This is an opinion piece. Bryan Wiener is the former co-founder of Innovation Interactive, CEO of 360i and Comscore and current Board member to Cars.com and special advisor to e-commerce analytics company Profitero.
These are extremely stressful times in everyone’s life. The global pandemic is new territory for everyone, and for those responsible for managing a business, leaders are faced with unforeseen challenges and complex decisions that impact their teams professionally and personally.
Ensuring physical safety is the most critical thing we as business leaders must prioritize. But right behind physical safety is economic security. People need to know that they can put food on the table, pay their bills and care for their families. While spurred by a different origin, there are some clear lessons from the economic crisis of 2008-09 that should inform how we respond in the weeks and months to come. It was during this time that I served as CEO of 360i. Our largest clients were deeply affected by the recession — most were in financial services, retail and travel — and consequently, our leadership faced two stark choices: lay off lots of people to lower our costs immediately; or buckle down while taking a hit to profits but attempt to use the crisis as a longer term opportunity to accelerate our business.
For business leaders who might be grappling with similar decisions today, our story had a happy ending and I can draw a straight line from the decisions we made in 2008 to that end result. Our business rebounded and two years later we sold the company to Dentsu creating an eight-fold increase in value from 2007.
Here are a couple of lessons from that time period that are applicable to many businesses today.
Play the Long Game
Companies with strong balance sheets whose first instinct is to lay off workers will easily lose their ability to retain, motivate and recruit the best employees. The opposite is also true. This is a unique opportunity to rally together and build true relationships. Every business is a people business in some way or another and people have long memories. We were a privately held company in 2008. We had no idea if our clients could or would continue to pay us. We were fortunate enough to have $4 million in the bank but that wouldn’t have lasted very long if things went severely south given we had expensive New York City and Atlanta rents and more than 200 employees.

--- REQUIRED WORK ---
(a) According to the opinion piece, to which company was 360i sold two years after the 2008 downturn?
(b) Pick up the opinion piece on leading through a crisis right after its final sentence and keep writing it.

[Collected data]
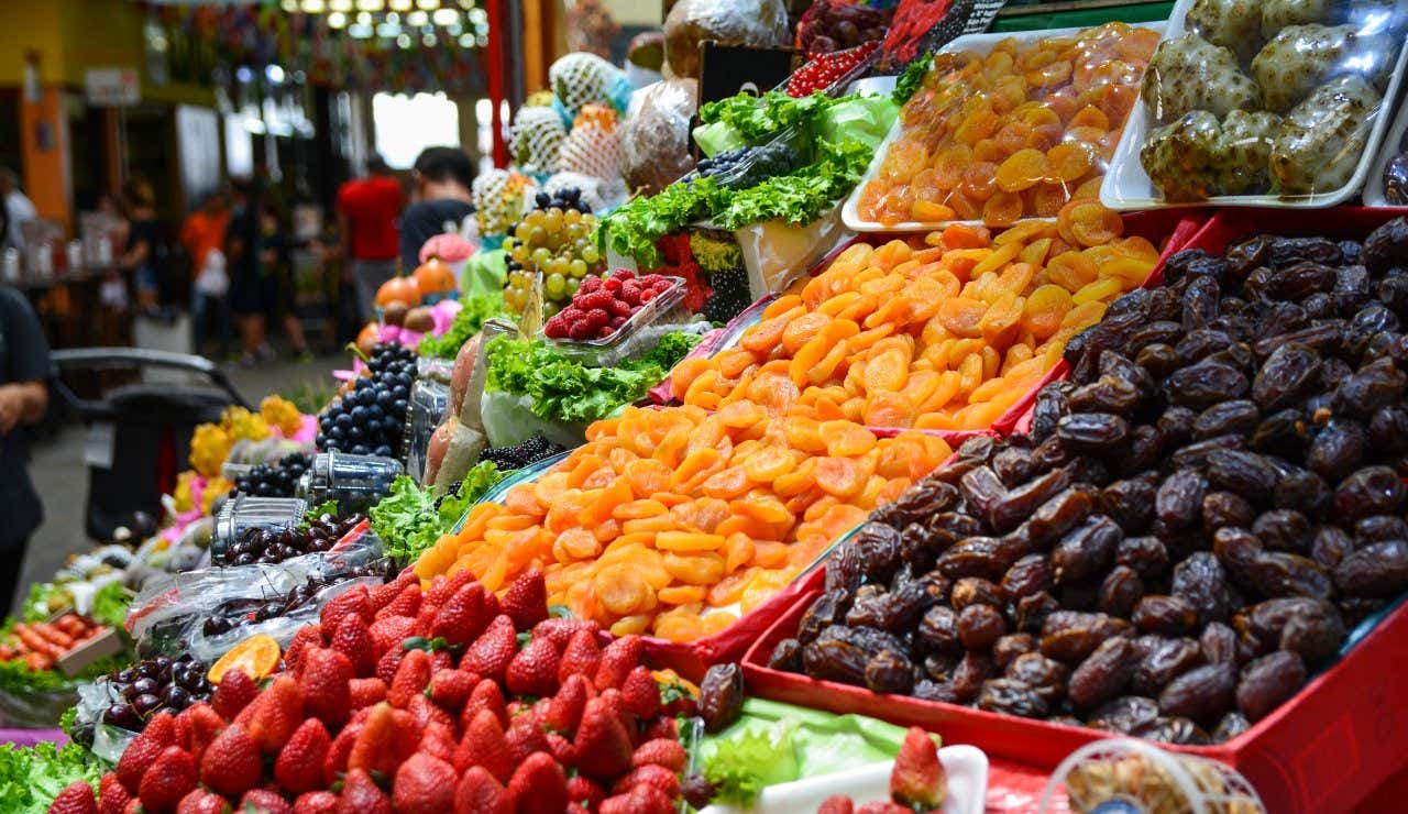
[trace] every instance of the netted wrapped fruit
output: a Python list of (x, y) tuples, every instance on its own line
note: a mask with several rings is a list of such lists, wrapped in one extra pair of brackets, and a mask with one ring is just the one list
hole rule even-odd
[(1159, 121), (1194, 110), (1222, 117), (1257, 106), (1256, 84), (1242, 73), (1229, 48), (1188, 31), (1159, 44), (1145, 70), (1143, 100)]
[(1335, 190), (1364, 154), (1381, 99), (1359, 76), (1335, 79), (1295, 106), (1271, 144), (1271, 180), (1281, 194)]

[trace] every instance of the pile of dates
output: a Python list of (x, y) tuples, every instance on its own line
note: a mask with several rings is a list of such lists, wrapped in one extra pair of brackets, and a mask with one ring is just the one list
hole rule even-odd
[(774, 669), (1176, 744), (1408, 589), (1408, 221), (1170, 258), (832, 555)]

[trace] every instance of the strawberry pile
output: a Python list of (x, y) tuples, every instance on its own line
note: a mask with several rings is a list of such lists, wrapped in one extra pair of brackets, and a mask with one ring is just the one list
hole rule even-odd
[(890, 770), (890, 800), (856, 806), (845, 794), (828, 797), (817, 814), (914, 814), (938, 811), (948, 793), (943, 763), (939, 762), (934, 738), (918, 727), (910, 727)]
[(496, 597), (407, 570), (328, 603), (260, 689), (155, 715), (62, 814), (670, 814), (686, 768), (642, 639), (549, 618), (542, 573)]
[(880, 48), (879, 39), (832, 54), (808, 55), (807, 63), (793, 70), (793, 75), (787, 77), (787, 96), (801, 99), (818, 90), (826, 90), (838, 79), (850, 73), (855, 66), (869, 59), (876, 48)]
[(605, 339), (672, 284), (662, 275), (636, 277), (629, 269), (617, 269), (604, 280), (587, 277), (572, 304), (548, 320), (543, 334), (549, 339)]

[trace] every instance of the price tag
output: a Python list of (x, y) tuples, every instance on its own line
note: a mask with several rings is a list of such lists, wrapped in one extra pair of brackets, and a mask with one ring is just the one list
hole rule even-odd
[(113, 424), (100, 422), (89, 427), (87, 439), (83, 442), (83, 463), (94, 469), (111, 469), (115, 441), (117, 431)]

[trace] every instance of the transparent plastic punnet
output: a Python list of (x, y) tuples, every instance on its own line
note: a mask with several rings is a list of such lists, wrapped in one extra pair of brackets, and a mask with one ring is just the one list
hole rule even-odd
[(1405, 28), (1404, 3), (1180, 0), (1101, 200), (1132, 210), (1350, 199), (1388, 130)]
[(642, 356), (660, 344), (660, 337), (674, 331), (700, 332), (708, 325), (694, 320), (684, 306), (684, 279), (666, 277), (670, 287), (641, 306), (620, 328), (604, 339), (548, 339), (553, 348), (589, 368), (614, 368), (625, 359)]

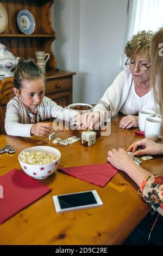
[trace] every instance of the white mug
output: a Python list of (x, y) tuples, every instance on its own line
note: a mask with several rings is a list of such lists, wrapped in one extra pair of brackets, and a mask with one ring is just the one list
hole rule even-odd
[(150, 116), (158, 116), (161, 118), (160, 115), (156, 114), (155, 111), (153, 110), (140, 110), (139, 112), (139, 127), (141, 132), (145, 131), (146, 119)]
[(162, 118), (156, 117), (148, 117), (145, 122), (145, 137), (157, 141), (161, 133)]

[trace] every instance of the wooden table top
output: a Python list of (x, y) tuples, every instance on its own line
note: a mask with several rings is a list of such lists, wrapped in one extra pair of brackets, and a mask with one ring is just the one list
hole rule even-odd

--- ANSWERS IN ORDER ---
(a) Dentsu

(b)
I’ll never forget the board meeting we had in the fourth quarter of 2008 where we decided not to preemptively lay off staff, even though markets were cratering, we had incredibly poor business visibility and our competitors were desperately cutting costs. I made an impassioned plea to our private equity-backed board that we could cut costs in less draconian ways. For example, instead of layoffs, which would have been the “easy” thing to do, we pulled other levers to curtail expenses, including cutting senior management salaries, temporarily eliminating 401(k) matching and creating a temporary hiring freeze (back then we didn’t have free food, coffee bars, etc). The theory was that we would propel the business forward by slowing down as our competitors went in reverse. To the board’s credit, they signed off which took a lot of courage. Companies today tend to have even more employee benefit levers to pull before considering layoffs.
Now more than ever, it’s critical that leaders narrow the focus on a few key priorities that are going to propel their business forward and swarm their most important clients. Fewer, bigger, better. The customers that you help through this crisis more often than not are the ones that will stick with you for the long term.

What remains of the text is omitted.